### Data excerpts
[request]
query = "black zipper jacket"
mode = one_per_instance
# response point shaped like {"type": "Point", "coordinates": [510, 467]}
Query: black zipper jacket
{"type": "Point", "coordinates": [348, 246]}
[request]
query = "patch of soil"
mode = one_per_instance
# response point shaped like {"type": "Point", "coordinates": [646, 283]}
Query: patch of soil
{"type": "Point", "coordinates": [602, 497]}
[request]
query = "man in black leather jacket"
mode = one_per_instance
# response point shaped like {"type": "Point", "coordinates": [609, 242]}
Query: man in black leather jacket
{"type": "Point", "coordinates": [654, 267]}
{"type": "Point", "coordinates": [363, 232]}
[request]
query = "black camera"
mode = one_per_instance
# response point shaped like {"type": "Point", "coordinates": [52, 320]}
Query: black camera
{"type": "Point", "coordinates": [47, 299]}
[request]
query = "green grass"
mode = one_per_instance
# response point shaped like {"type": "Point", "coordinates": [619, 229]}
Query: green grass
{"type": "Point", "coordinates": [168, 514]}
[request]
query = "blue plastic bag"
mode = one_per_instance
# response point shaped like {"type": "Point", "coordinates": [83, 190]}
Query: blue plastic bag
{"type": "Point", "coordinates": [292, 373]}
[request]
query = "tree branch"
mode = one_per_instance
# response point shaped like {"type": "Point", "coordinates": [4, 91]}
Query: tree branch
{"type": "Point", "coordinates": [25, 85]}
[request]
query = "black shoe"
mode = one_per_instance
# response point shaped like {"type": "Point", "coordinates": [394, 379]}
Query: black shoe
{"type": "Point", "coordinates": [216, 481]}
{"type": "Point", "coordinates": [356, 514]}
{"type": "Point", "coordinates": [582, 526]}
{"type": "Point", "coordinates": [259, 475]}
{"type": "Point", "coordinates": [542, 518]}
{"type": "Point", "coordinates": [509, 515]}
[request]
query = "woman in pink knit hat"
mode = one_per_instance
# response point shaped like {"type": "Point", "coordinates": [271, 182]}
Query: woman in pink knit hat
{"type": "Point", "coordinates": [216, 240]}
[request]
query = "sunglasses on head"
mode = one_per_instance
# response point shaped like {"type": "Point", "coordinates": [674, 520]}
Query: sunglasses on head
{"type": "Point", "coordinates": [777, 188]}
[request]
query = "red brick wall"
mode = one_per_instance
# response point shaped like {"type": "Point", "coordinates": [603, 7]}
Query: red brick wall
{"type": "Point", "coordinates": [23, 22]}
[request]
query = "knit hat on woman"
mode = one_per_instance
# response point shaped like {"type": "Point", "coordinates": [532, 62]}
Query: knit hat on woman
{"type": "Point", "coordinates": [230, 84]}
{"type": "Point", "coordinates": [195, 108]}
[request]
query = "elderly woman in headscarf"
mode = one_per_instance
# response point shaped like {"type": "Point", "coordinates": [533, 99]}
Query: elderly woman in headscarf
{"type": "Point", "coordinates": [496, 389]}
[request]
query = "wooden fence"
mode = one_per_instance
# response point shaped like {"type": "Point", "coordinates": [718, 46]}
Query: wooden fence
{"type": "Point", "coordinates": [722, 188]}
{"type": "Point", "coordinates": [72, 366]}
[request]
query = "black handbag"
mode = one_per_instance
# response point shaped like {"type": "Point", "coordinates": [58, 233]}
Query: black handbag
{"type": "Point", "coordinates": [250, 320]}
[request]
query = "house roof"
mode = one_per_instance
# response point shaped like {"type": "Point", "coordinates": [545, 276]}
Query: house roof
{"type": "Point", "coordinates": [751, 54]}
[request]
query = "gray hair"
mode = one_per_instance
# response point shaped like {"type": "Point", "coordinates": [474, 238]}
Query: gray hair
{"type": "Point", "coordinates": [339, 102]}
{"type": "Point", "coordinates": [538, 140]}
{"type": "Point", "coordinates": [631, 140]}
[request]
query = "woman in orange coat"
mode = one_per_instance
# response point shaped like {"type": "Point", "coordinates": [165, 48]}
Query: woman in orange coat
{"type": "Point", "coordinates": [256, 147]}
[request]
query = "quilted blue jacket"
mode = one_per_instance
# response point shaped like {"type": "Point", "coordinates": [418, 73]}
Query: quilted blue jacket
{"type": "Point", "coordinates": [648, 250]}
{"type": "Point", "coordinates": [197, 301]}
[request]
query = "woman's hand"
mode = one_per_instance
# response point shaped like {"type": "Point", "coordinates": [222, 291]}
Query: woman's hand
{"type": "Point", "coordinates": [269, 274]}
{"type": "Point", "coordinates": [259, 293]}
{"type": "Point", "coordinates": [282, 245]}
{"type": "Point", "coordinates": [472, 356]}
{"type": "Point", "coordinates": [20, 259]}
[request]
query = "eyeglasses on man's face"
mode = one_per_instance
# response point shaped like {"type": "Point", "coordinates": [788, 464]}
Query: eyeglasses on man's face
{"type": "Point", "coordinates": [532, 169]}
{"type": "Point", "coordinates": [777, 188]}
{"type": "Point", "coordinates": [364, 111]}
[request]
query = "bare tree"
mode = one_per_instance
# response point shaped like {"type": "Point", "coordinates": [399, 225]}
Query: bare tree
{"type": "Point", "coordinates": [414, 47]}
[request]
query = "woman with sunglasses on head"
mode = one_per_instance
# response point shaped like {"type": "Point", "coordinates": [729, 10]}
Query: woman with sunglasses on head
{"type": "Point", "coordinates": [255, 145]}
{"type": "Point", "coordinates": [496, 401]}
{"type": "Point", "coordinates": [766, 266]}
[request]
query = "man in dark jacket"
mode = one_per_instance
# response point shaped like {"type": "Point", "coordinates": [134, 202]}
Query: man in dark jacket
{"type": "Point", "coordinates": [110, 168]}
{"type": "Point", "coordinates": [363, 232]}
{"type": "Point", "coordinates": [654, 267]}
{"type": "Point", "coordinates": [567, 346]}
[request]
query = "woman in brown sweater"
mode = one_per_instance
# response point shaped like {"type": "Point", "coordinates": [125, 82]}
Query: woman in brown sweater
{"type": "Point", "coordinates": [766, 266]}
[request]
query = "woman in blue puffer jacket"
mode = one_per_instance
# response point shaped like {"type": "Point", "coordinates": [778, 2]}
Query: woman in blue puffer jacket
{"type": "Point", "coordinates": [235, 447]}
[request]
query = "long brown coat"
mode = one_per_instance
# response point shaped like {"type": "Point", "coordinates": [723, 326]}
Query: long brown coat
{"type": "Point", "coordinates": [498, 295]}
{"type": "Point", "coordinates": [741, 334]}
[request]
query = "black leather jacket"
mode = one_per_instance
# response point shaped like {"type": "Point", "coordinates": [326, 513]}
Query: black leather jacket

### What to do
Copy the data above exactly. Every line must be included.

### Solution to this problem
[request]
query = "black zipper jacket"
mode = one_per_instance
# response point shaped like {"type": "Point", "coordinates": [510, 467]}
Query: black zipper jacket
{"type": "Point", "coordinates": [348, 246]}
[request]
query = "patch of soil"
mode = one_per_instance
# response point shaped like {"type": "Point", "coordinates": [646, 283]}
Query: patch of soil
{"type": "Point", "coordinates": [602, 497]}
[request]
query = "man in black leather jacket"
mode = one_per_instance
# response point shaped like {"type": "Point", "coordinates": [609, 242]}
Query: man in black leather jacket
{"type": "Point", "coordinates": [654, 267]}
{"type": "Point", "coordinates": [363, 232]}
[request]
query = "black camera"
mode = one_per_instance
# response point shaped like {"type": "Point", "coordinates": [52, 320]}
Query: black camera
{"type": "Point", "coordinates": [47, 299]}
[request]
query = "green grass"
mode = one_per_instance
# response point shaped like {"type": "Point", "coordinates": [619, 229]}
Query: green grass
{"type": "Point", "coordinates": [168, 514]}
[request]
query = "blue plastic bag"
mode = one_per_instance
# response point shaped like {"type": "Point", "coordinates": [83, 190]}
Query: blue plastic bag
{"type": "Point", "coordinates": [292, 373]}
[request]
query = "tree branch"
mode = one_per_instance
# response point shaped like {"type": "Point", "coordinates": [4, 91]}
Query: tree branch
{"type": "Point", "coordinates": [25, 85]}
[request]
query = "black shoe"
mode = one_per_instance
# response point shaped like {"type": "Point", "coordinates": [394, 379]}
Query: black shoe
{"type": "Point", "coordinates": [216, 481]}
{"type": "Point", "coordinates": [356, 514]}
{"type": "Point", "coordinates": [582, 526]}
{"type": "Point", "coordinates": [259, 475]}
{"type": "Point", "coordinates": [542, 518]}
{"type": "Point", "coordinates": [509, 515]}
[request]
query = "woman in pink knit hat"
mode = one_per_instance
# response point shaped like {"type": "Point", "coordinates": [271, 182]}
Query: woman in pink knit hat
{"type": "Point", "coordinates": [216, 240]}
[request]
query = "sunglasses on head"
mode = one_per_instance
# response point shaped like {"type": "Point", "coordinates": [674, 520]}
Query: sunglasses on head
{"type": "Point", "coordinates": [777, 188]}
[request]
query = "red brick wall"
mode = one_per_instance
# response point shaped like {"type": "Point", "coordinates": [603, 7]}
Query: red brick wall
{"type": "Point", "coordinates": [23, 22]}
[request]
query = "knit hat on woman"
mode = one_per_instance
# response point shaped like {"type": "Point", "coordinates": [532, 62]}
Query: knit hat on woman
{"type": "Point", "coordinates": [230, 84]}
{"type": "Point", "coordinates": [195, 108]}
[request]
query = "elderly woman in headscarf"
mode = one_per_instance
# response point shaped like {"type": "Point", "coordinates": [533, 99]}
Query: elderly woman in headscarf
{"type": "Point", "coordinates": [496, 389]}
[request]
query = "wooden fence"
mode = one_per_instance
# response point shaped like {"type": "Point", "coordinates": [718, 46]}
Query: wooden fence
{"type": "Point", "coordinates": [722, 188]}
{"type": "Point", "coordinates": [72, 366]}
[request]
query = "black handbag"
mode = one_per_instance
# response point shaped like {"type": "Point", "coordinates": [58, 233]}
Query: black handbag
{"type": "Point", "coordinates": [250, 320]}
[request]
query = "house roof"
mode = one_per_instance
# response point shaped like {"type": "Point", "coordinates": [545, 276]}
Query: house roof
{"type": "Point", "coordinates": [751, 54]}
[request]
query = "gray hair"
mode = one_per_instance
# response point shaped like {"type": "Point", "coordinates": [474, 238]}
Query: gray hair
{"type": "Point", "coordinates": [339, 102]}
{"type": "Point", "coordinates": [538, 140]}
{"type": "Point", "coordinates": [631, 140]}
[request]
query = "woman in orange coat"
mode = one_per_instance
# response point shaped like {"type": "Point", "coordinates": [165, 48]}
Query: woman in orange coat
{"type": "Point", "coordinates": [256, 147]}
[request]
query = "quilted blue jacket"
mode = one_per_instance
# response point shaped like {"type": "Point", "coordinates": [418, 73]}
Query: quilted blue jacket
{"type": "Point", "coordinates": [648, 250]}
{"type": "Point", "coordinates": [197, 301]}
[request]
query = "woman's hand"
mode = one_per_instance
# response point shaped like {"type": "Point", "coordinates": [222, 291]}
Query: woman's hand
{"type": "Point", "coordinates": [269, 274]}
{"type": "Point", "coordinates": [259, 293]}
{"type": "Point", "coordinates": [282, 245]}
{"type": "Point", "coordinates": [472, 356]}
{"type": "Point", "coordinates": [20, 259]}
[request]
query = "eyeglasses on man's face"
mode = one_per_instance
# response point shaped like {"type": "Point", "coordinates": [788, 464]}
Query: eyeglasses on man's face
{"type": "Point", "coordinates": [532, 169]}
{"type": "Point", "coordinates": [777, 188]}
{"type": "Point", "coordinates": [364, 111]}
[request]
query = "bare tree"
mode = one_per_instance
# response point shaped like {"type": "Point", "coordinates": [399, 225]}
Query: bare tree
{"type": "Point", "coordinates": [414, 47]}
[request]
query = "woman with sunglasses on head"
mode = one_per_instance
# response point shaped like {"type": "Point", "coordinates": [729, 10]}
Query: woman with sunglasses on head
{"type": "Point", "coordinates": [255, 145]}
{"type": "Point", "coordinates": [496, 401]}
{"type": "Point", "coordinates": [766, 266]}
[request]
query = "man in dark jacket"
mode = one_per_instance
# response point shaped like {"type": "Point", "coordinates": [134, 202]}
Query: man in dark jacket
{"type": "Point", "coordinates": [110, 168]}
{"type": "Point", "coordinates": [363, 232]}
{"type": "Point", "coordinates": [654, 267]}
{"type": "Point", "coordinates": [567, 346]}
[request]
query = "woman in brown sweater"
mode = one_per_instance
# response point shaped like {"type": "Point", "coordinates": [125, 82]}
Query: woman in brown sweater
{"type": "Point", "coordinates": [766, 266]}
[request]
query = "woman in blue puffer jacket"
mode = one_per_instance
# response point shaped like {"type": "Point", "coordinates": [778, 2]}
Query: woman in blue puffer jacket
{"type": "Point", "coordinates": [235, 447]}
[request]
query = "long brown coat"
mode = one_per_instance
# response point shaped like {"type": "Point", "coordinates": [723, 326]}
Query: long brown coat
{"type": "Point", "coordinates": [498, 295]}
{"type": "Point", "coordinates": [741, 334]}
[request]
query = "black leather jacket"
mode = one_per_instance
# response point shaped like {"type": "Point", "coordinates": [326, 513]}
Query: black leather jacket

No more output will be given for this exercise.